▶ _Exercises_:
**a)** In the text about Liteň below, how far from Prague does Liteň lie, and in which direction?
**b)** Decide whether each statement agrees with the text about Liteň below: (i) In the 2021 census, Běleč had more inhabitants than Leč. (ii) The whole of Liteň's territory lies in the Bohemian Karst Protected Landscape Area. (iii) The stream Stříbrný potok flows through the southern part of the municipal territory. Answer yes or no for each, and quote the words of the text that decide it.
**c)** Continue the text about Liteň below, beginning after its last sentence.

▶ _Document text_:
►
Population (2026-01-01)
- • Total: 1,267
- • Density: 99.22/km^{2} (257.0/sq mi)
- Time zone: UTC+1 (CET)
- • Summer (DST): UTC+2 (CEST)
- Postal code: 267 27
- Website: www.mestysliten.cz

= Liteň =

Liteň is a market town in Beroun District in the Central Bohemian Region of the Czech Republic. It has about 1,300 inhabitants.

==Administrative division==
Liteň consists of four municipal parts (in brackets population according to the 2021 census):

- Liteň (928)
- Běleč (183)
- Dolní Vlence (28)
- Leč (108)

==Etymology==
The name is derived from the personal name Liten (in Old Czech written as Ľuten), meaning "Liten's (court)".

==Geography==
Liteň is located about 9 km southeast of Beroun and 21 km southwest of Prague. It lies in the Hořovice Uplands. The highest point is at 476 m above sea level. The stream Stříbrný potok flows through the northern part of the municipal territory, through Dolní Vlence and Běleč. Half of the Liteň's territory lies in the Bohemian Karst Protected Landscape Area.
◄
▶ _Listed entries_:
►
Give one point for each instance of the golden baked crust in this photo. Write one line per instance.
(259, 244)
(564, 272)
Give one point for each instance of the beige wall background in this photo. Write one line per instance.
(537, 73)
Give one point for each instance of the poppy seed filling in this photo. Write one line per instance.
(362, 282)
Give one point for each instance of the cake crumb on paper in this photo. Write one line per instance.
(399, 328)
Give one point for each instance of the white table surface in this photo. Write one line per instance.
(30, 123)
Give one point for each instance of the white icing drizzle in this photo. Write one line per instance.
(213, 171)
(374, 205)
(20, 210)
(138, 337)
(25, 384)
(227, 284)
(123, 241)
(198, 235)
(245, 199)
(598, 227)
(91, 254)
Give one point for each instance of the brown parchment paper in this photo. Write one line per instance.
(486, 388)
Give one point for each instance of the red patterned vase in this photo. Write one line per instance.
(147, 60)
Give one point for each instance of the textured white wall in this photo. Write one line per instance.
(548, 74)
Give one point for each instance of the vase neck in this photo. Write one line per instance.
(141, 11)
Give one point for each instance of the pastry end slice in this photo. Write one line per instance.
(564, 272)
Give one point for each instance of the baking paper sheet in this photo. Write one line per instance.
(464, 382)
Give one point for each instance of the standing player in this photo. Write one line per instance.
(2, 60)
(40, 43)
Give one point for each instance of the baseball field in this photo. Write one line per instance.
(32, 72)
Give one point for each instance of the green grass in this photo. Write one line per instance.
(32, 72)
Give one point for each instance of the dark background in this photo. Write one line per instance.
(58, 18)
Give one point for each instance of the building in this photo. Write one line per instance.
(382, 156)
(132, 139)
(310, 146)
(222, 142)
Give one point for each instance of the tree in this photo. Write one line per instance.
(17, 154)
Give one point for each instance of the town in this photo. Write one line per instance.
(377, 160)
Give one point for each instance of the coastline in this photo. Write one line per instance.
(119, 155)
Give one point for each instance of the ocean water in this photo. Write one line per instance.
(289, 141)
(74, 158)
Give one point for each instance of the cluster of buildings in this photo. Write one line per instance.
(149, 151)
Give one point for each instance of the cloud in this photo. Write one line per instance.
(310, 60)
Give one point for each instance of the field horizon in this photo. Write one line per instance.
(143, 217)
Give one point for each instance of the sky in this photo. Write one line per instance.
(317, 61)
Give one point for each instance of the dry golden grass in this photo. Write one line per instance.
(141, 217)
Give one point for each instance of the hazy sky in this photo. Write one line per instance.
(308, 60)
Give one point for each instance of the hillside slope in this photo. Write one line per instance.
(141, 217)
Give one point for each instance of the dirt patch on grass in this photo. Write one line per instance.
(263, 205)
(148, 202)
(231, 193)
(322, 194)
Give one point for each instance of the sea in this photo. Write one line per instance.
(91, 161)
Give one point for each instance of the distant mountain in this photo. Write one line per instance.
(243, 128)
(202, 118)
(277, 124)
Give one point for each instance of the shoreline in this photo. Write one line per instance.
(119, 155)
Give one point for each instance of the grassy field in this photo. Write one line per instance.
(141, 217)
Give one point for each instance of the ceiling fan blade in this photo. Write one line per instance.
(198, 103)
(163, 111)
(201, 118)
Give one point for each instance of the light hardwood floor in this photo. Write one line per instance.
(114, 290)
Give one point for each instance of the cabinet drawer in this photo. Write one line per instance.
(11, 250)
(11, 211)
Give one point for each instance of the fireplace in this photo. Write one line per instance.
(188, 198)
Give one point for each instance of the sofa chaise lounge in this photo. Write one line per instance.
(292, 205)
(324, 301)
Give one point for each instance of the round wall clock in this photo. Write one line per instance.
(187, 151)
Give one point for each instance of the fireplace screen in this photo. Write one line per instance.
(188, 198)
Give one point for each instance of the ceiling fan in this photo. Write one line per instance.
◄
▶ _Results for the exercise_:
**a)** About 21 km southwest of Prague.

**b)**
(i) Yes: "Běleč (183)" and "Leč (108)".
(ii) No: "Half of the Liteň's territory lies in the Bohemian Karst Protected Landscape Area."
(iii) No: "The stream Stříbrný potok flows through the northern part of the municipal territory".

**c)**
==History==
The first written mention of Liteň is from 1195. In the 16th century, it became property of the Wratislaw of Mitrovice family. Liteň was burned down by the Swedish army led by General Johan Banér in 1639, during the Thirty Years' War. In 1648, the Bubna of Litice family acquired Liteň. In the 18th century, Wratislaws of Mitrovice regained Liteň. The village was promoted to a market town in 1838 by Emperor Ferdinand I.

==Transport==
Liteň is located on the railway line of local importance from Lochovice to Zadní Třebaň.

==Culture==
Festival of Jarmila Novotná is a music festival, which has been held every year in Liteň Castle since 2012.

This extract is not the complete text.